Point-based annotation data
==========

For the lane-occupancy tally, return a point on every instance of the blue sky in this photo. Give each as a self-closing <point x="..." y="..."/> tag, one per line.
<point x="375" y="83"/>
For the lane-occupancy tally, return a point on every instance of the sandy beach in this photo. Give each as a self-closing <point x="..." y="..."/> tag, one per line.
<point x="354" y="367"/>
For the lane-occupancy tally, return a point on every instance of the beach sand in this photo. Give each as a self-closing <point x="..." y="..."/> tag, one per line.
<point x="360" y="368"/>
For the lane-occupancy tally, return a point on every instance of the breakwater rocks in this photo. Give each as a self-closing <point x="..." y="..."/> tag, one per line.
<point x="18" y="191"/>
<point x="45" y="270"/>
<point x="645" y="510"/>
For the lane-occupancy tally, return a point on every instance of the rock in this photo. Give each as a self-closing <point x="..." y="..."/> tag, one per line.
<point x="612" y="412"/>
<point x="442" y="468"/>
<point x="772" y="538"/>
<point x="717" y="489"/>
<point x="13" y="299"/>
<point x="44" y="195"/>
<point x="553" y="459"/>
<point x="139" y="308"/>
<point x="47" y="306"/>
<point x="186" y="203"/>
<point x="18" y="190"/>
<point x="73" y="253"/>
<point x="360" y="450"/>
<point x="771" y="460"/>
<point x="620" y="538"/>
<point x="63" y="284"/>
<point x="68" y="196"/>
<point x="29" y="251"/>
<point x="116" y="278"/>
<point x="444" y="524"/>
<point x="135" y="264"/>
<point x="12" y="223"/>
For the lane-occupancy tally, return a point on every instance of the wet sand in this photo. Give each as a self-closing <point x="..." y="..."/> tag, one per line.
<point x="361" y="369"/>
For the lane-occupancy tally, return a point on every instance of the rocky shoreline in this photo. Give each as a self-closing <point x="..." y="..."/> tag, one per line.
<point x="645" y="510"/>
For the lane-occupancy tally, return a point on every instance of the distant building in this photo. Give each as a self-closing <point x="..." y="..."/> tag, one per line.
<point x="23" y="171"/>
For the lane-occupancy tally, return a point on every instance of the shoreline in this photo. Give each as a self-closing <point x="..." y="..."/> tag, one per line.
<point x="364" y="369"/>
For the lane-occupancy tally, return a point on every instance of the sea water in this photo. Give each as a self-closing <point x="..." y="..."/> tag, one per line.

==========

§ **GIVEN PROBLEM**
Would you copy out each line exactly as written?

§ **RESULT**
For the lane-occupancy tally, return a point on every instance of the blue sky in this photo. Give each as a self-closing <point x="..." y="..."/> tag, one per line.
<point x="375" y="83"/>
For the lane-occupancy tally, return a point on every instance of the sandy beach in this photo. Give each as a self-closing <point x="..." y="..."/> tag, one per line.
<point x="354" y="367"/>
For the lane-occupancy tally, return a point on every instance of the beach sand in this photo. Give each as a self-closing <point x="..." y="..."/> tag, one per line.
<point x="360" y="368"/>
For the lane-occupancy tally, return a point on every instance of the breakwater rocks in this photo. Give each as a self-closing <point x="..." y="..."/> tag, one per line.
<point x="18" y="191"/>
<point x="45" y="270"/>
<point x="645" y="510"/>
For the lane-occupancy tally, return a point on every instance of the rock in this photo. Give each as a self-closing <point x="..." y="..."/> tag, one per line.
<point x="612" y="412"/>
<point x="442" y="468"/>
<point x="772" y="538"/>
<point x="717" y="489"/>
<point x="13" y="299"/>
<point x="44" y="195"/>
<point x="553" y="459"/>
<point x="139" y="308"/>
<point x="47" y="306"/>
<point x="186" y="203"/>
<point x="18" y="190"/>
<point x="73" y="253"/>
<point x="360" y="450"/>
<point x="771" y="460"/>
<point x="620" y="538"/>
<point x="63" y="284"/>
<point x="68" y="196"/>
<point x="29" y="251"/>
<point x="116" y="278"/>
<point x="444" y="524"/>
<point x="135" y="264"/>
<point x="12" y="223"/>
For the lane-occupancy tally, return a point on every instance of the wet sand in this photo. Give each as a self-closing <point x="..." y="..."/> tag, one per line.
<point x="361" y="369"/>
For the lane-occupancy tally, return a point on every instance of the rocky shoreline in this photo. Give each as a self-closing <point x="..." y="..."/> tag, one per line.
<point x="645" y="510"/>
For the lane-occupancy tally, return a point on every instance of the distant building in this photo. Give each as a self-closing <point x="..." y="..."/> tag, one per line.
<point x="23" y="171"/>
For the lane-occupancy tally, return a point on every instance of the shoreline in this photo. Give each as a self-closing <point x="..." y="..."/> tag, one per line.
<point x="364" y="369"/>
For the lane-occupancy tally, return a point on every instance of the sea water in this photo. Give each as a self-closing <point x="..." y="..."/> tag, one per line.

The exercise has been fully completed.